*What is being asked:* I'd like the entries reproduced exactly, with all pictures omitted.

*Extracted material:*
○ ○ ○ ○

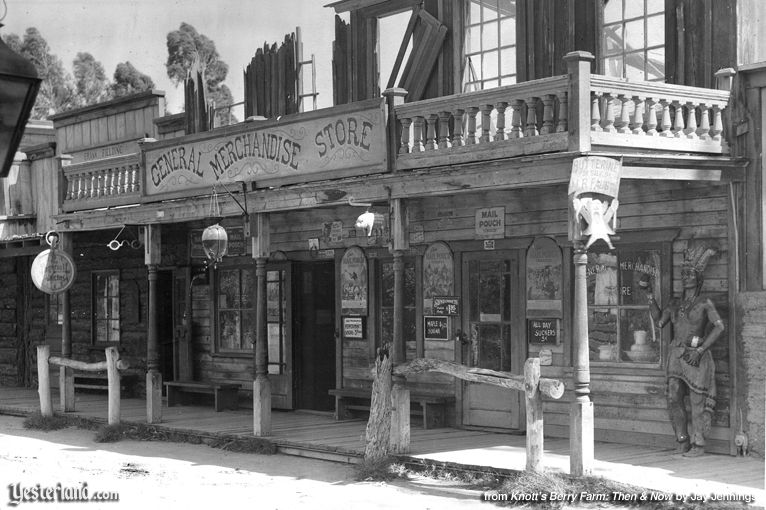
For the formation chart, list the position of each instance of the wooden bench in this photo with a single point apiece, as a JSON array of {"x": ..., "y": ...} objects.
[
  {"x": 432, "y": 408},
  {"x": 226, "y": 395},
  {"x": 99, "y": 381}
]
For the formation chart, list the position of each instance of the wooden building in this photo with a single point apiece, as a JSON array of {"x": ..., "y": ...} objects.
[{"x": 429, "y": 210}]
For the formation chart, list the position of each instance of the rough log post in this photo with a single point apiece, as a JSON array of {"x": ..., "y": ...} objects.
[
  {"x": 534, "y": 415},
  {"x": 113, "y": 383},
  {"x": 43, "y": 380},
  {"x": 66, "y": 375},
  {"x": 581, "y": 413},
  {"x": 378, "y": 433}
]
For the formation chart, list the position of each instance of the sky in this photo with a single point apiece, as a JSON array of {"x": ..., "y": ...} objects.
[{"x": 115, "y": 31}]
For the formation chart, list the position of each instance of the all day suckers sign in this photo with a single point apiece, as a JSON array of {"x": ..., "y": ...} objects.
[{"x": 334, "y": 142}]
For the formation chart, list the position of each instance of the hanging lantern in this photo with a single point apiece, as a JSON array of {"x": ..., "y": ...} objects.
[
  {"x": 18, "y": 89},
  {"x": 215, "y": 242}
]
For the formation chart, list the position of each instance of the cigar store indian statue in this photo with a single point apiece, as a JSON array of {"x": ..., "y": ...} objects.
[{"x": 696, "y": 326}]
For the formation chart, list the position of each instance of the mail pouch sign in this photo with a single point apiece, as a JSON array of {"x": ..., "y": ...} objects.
[{"x": 343, "y": 142}]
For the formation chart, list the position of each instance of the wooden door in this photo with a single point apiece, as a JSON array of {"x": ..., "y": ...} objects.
[
  {"x": 492, "y": 320},
  {"x": 279, "y": 334}
]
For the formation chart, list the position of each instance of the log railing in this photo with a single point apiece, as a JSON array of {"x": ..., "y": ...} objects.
[
  {"x": 112, "y": 365},
  {"x": 111, "y": 182},
  {"x": 530, "y": 383}
]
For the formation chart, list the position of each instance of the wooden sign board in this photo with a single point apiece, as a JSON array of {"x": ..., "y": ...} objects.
[
  {"x": 542, "y": 331},
  {"x": 334, "y": 142},
  {"x": 435, "y": 327},
  {"x": 447, "y": 305},
  {"x": 353, "y": 328},
  {"x": 595, "y": 174},
  {"x": 53, "y": 271}
]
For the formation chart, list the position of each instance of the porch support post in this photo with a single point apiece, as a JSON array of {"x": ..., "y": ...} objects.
[
  {"x": 579, "y": 115},
  {"x": 261, "y": 384},
  {"x": 581, "y": 413},
  {"x": 152, "y": 257},
  {"x": 400, "y": 395},
  {"x": 66, "y": 374}
]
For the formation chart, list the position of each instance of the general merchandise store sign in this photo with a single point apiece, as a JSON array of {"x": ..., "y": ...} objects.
[{"x": 334, "y": 142}]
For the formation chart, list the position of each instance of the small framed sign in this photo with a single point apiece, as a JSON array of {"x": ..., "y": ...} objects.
[
  {"x": 353, "y": 328},
  {"x": 543, "y": 331},
  {"x": 435, "y": 327},
  {"x": 447, "y": 305}
]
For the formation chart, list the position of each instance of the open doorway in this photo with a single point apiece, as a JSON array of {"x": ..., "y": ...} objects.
[{"x": 314, "y": 329}]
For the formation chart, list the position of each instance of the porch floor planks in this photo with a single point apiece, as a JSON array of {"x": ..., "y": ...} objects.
[{"x": 661, "y": 469}]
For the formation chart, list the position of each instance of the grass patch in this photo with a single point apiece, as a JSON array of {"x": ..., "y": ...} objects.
[{"x": 384, "y": 469}]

○ ○ ○ ○

*Problem solution:*
For the formation chart, list the position of each instance of the wooden bench in this photo with a single point apiece, as a JSON array of {"x": ..., "y": ...} objects.
[
  {"x": 432, "y": 408},
  {"x": 226, "y": 395},
  {"x": 99, "y": 381}
]
For the formation chart, list the position of each instance of the wooden building in this photo with a single point apiece, as a JSON array of {"x": ..., "y": ...} objects.
[{"x": 429, "y": 210}]
For the formation chart, list the position of each instance of the rough log post in this photo with a single point apiece, as a JSON array of {"x": ..., "y": ...} objects.
[
  {"x": 534, "y": 415},
  {"x": 113, "y": 383},
  {"x": 43, "y": 380},
  {"x": 66, "y": 375},
  {"x": 581, "y": 413},
  {"x": 378, "y": 433}
]
For the formation chart, list the position of each instance of the sky in this photo with a single point apiece, as a JSON array of {"x": ..., "y": ...} objects.
[{"x": 115, "y": 31}]
For the formation chart, list the position of each instance of the all day suckers sign in this photo with a single point apiece, as a JSON array of {"x": ..., "y": ...} objects.
[{"x": 334, "y": 142}]
For the formation chart, list the position of each instance of the hanging lantern in this photo with a single point apiece, as a JSON array of {"x": ..., "y": ...} objects.
[
  {"x": 18, "y": 89},
  {"x": 215, "y": 242}
]
For the formation chart, list the position of each instance of the cigar store indian statue in this photo with a single point apiece, as a JSON array of {"x": ..., "y": ...} objects.
[{"x": 696, "y": 326}]
For the formation chart, list the position of each instance of the mail pouch sign in this photo with a single point apiece, as a JSON array of {"x": ..., "y": ...} objects.
[{"x": 343, "y": 142}]
For the formation chart, list the position of each instance of the wooden door in this photo with a single point apiece, as a JSON array of {"x": ..., "y": ...} objects.
[
  {"x": 492, "y": 320},
  {"x": 279, "y": 334}
]
For the formation chart, list the position of each instance of the log railing in this photo with a single point apiece, as a JSON array of {"x": ..., "y": ...} objects.
[
  {"x": 112, "y": 365},
  {"x": 111, "y": 182},
  {"x": 530, "y": 383}
]
For the formation chart, list the position of each instance of the wooden sign board in this photo with a single point apiece, as a JSON array of {"x": ..., "y": ...} objects.
[
  {"x": 542, "y": 331},
  {"x": 334, "y": 142},
  {"x": 435, "y": 327},
  {"x": 447, "y": 305},
  {"x": 353, "y": 328},
  {"x": 595, "y": 174},
  {"x": 53, "y": 271}
]
For the formation chart, list the position of each instance of the porch support post in this photo with a single point apiece, as a JSON array of {"x": ..., "y": ...} objects.
[
  {"x": 579, "y": 115},
  {"x": 261, "y": 384},
  {"x": 581, "y": 413},
  {"x": 152, "y": 257},
  {"x": 400, "y": 395},
  {"x": 66, "y": 374}
]
For the formation chart, list the position of each instance of the general merchandise store sign in this photo with a single point apiece, as a JSON array of {"x": ..., "y": ...} objects.
[{"x": 334, "y": 142}]
For the formation chart, list the position of each instance of the small framed sign in this photo with a single point apiece, as a JSON array of {"x": ..., "y": ...} objects.
[
  {"x": 353, "y": 328},
  {"x": 543, "y": 331},
  {"x": 435, "y": 327},
  {"x": 447, "y": 305}
]
For the formation chart, list the position of each instance of the open doorway in this photo with a single point apiece, as a JSON array of {"x": ..., "y": ...} objects.
[{"x": 314, "y": 329}]
For the formation chart, list the position of each instance of the porch floor planks in this photo with a single point apiece, as a JSON array of {"x": ..., "y": ...} objects.
[{"x": 661, "y": 469}]
For the formation chart, list the position of each instance of the grass patch in this photo with a single point apiece, as a JSON array of {"x": ..., "y": ...} objects.
[{"x": 384, "y": 469}]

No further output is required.